Accelerating the Discovery of Anticancer Peptides through Deep Forest Architecture with Deep Graphical Representation

Int J Mol Sci. 2023 Feb 21;24(5):4328. doi: 10.3390/ijms24054328.

Abstract

Cancer is one of the leading diseases threatening human life and health worldwide. Peptide-based therapies have attracted much attention in recent years. Therefore, the precise prediction of anticancer peptides (ACPs) is crucial for discovering and designing novel cancer treatments. In this study, we proposed a novel machine learning framework (GRDF) that incorporates deep graphical representation and deep forest architecture for identifying ACPs. Specifically, GRDF extracts graphical features based on the physicochemical properties of peptides and integrates their evolutionary information along with binary profiles for constructing models. Moreover, we employ the deep forest algorithm, which adopts a layer-by-layer cascade architecture similar to deep neural networks, enabling excellent performance on small datasets but without complicated tuning of hyperparameters. The experiment shows GRDF exhibits state-of-the-art performance on two elaborate datasets (Set 1 and Set 2), achieving 77.12% accuracy and 77.54% F1-score on Set 1, as well as 94.10% accuracy and 94.15% F1-score on Set 2, exceeding existing ACP prediction methods. Our models exhibit greater robustness than the baseline algorithms commonly used for other sequence analysis tasks. In addition, GRDF is well-interpretable, enabling researchers to better understand the features of peptide sequences. The promising results demonstrate that GRDF is remarkably effective in identifying ACPs. Therefore, the framework presented in this study could assist researchers in facilitating the discovery of anticancer peptides and contribute to developing novel cancer treatments.

Keywords: anticancer peptide; deep forest; drug discovery; feature extraction; sequence analysis.

MeSH terms

  • Algorithms
  • Amino Acid Sequence
  • Humans
  • Neoplasms*
  • Neural Networks, Computer
  • Peptides* / chemistry

Substances

  • Peptides

Grants and funding

This work was supported by the Guangdong Province Basic and Applied Basic Research Fund (2021A1515012447), National Natural Science Foundation of China (32070659), Shenzhen-Hong Kong Cooperation Zone for Technology and Innovation (HZQB-KCZYB-2020056), and the Kobilka Institute of Innovative Drug Discovery, The Chinese University of Hong Kong, Shenzhen, China. This work was also supported by the College of Biological Science and Technology, National Yang Ming Chiao Tung University, Taiwan.

= = = = =

= REQUIRED TASKS =
• A. Copy the anticancer peptide page again, everything from "Grants and funding" down to "Tung University, Taiwan.", and replace "supported" with "funded" wherever it occurs.
• B. Name every keyword listed on the anticancer peptide page.

= RECORDS PROVIDED =

= = = = =

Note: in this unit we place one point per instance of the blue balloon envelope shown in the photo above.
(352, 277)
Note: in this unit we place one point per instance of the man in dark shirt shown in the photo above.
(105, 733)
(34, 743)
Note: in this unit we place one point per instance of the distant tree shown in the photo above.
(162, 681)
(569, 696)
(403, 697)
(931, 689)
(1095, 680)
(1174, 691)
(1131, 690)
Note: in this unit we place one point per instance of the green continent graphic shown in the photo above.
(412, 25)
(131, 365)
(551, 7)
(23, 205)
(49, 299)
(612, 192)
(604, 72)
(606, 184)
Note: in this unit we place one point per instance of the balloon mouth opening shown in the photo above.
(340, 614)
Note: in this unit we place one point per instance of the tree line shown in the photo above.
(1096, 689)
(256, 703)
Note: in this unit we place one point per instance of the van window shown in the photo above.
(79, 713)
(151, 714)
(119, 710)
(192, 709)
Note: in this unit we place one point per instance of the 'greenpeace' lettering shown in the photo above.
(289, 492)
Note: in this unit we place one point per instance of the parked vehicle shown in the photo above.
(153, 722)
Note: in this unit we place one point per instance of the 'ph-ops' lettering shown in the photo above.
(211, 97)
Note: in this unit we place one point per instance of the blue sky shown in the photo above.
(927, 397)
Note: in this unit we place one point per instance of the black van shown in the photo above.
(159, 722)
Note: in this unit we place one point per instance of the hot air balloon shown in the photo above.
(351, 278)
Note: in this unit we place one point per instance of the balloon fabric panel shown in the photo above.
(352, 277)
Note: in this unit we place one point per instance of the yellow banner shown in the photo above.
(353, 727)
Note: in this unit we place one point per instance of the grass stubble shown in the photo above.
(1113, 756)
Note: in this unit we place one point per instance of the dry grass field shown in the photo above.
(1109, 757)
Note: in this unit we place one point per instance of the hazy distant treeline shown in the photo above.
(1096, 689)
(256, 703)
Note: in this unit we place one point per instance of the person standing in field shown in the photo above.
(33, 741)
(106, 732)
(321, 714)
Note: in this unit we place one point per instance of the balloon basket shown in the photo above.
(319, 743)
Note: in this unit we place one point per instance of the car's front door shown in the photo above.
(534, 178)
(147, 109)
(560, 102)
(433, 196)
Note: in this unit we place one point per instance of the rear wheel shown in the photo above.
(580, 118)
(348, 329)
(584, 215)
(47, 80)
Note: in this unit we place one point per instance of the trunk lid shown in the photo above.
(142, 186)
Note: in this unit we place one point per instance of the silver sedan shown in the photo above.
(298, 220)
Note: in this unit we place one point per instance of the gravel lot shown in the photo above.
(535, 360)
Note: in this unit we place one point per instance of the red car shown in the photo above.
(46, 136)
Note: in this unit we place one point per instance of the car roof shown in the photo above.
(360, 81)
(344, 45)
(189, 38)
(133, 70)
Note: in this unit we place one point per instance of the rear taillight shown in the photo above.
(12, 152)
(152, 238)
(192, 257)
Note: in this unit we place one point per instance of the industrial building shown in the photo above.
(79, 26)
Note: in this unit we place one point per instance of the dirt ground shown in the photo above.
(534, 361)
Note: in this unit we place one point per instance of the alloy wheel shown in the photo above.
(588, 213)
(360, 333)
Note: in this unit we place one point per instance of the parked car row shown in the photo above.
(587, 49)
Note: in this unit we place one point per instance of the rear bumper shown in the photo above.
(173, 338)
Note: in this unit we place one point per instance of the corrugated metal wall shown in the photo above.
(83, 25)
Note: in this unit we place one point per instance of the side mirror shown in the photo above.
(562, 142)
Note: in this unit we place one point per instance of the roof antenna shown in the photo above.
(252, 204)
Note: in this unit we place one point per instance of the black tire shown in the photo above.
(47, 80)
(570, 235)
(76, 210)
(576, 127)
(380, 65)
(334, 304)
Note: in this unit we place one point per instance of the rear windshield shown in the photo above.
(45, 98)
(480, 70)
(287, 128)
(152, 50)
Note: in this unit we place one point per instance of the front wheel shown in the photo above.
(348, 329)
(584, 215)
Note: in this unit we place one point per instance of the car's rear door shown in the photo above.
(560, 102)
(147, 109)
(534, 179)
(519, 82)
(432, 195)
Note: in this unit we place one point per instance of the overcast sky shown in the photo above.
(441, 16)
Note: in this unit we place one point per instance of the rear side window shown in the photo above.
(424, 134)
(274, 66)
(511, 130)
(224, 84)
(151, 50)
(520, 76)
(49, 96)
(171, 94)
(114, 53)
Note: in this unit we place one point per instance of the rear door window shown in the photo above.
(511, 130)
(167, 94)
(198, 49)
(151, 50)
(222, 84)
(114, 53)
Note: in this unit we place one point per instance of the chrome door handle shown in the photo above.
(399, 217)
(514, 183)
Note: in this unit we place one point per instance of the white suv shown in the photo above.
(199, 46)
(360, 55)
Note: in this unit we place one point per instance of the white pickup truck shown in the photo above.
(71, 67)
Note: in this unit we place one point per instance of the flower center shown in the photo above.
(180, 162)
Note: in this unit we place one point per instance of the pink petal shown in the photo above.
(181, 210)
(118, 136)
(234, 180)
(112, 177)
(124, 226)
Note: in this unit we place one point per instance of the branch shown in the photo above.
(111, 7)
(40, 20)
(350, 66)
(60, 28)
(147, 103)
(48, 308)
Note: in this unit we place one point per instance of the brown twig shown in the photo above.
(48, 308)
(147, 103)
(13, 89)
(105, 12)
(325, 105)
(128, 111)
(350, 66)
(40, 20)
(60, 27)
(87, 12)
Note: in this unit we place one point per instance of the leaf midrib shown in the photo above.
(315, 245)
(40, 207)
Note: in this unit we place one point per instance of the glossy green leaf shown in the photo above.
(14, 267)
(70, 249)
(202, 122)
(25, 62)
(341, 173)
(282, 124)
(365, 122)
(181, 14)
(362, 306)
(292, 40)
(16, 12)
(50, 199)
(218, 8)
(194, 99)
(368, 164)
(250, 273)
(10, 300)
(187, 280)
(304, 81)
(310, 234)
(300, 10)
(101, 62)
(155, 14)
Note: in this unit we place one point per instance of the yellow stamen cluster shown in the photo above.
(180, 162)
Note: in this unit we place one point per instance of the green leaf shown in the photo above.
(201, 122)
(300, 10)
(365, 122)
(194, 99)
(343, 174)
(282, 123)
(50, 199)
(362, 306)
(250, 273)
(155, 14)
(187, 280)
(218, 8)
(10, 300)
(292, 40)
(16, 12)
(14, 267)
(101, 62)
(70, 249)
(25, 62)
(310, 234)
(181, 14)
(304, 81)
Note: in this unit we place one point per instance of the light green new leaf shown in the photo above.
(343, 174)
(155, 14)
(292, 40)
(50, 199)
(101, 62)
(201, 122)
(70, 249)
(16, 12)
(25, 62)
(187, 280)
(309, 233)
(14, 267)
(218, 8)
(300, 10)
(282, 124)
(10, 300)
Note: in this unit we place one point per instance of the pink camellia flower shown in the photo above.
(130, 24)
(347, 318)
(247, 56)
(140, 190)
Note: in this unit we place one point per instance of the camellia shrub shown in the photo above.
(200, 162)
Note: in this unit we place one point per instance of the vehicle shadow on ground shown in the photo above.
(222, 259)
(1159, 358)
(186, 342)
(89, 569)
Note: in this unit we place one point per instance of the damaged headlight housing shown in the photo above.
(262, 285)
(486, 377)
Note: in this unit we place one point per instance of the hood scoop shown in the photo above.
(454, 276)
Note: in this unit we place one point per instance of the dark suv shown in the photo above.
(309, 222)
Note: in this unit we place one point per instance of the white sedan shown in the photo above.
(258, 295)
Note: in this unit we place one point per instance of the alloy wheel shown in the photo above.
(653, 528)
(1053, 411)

= = = = =

= RESULTS OF THE TASKS =
• A.
Grants and funding

This work was funded by the Guangdong Province Basic and Applied Basic Research Fund (2021A1515012447), National Natural Science Foundation of China (32070659), Shenzhen-Hong Kong Cooperation Zone for Technology and Innovation (HZQB-KCZYB-2020056), and the Kobilka Institute of Innovative Drug Discovery, The Chinese University of Hong Kong, Shenzhen, China. This work was also funded by the College of Biological Science and Technology, National Yang Ming Chiao Tung University, Taiwan.

• B. anticancer peptide; deep forest; drug discovery; feature extraction; sequence analysis